Supplied material

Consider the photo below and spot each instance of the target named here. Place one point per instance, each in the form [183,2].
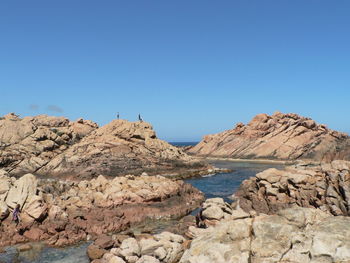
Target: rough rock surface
[28,144]
[325,186]
[293,235]
[280,136]
[165,247]
[64,212]
[47,145]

Problem description
Reproduce the listing with every "rough rock surface" changed to "jagged stone face" and nothing else altered. Leave the pictures out.

Answer to the problem
Consider the photo below and spot each instance of the target named here. Place one point per instance, each in the form [183,2].
Target: jagged stone face
[28,144]
[325,186]
[293,235]
[280,136]
[165,247]
[64,212]
[47,145]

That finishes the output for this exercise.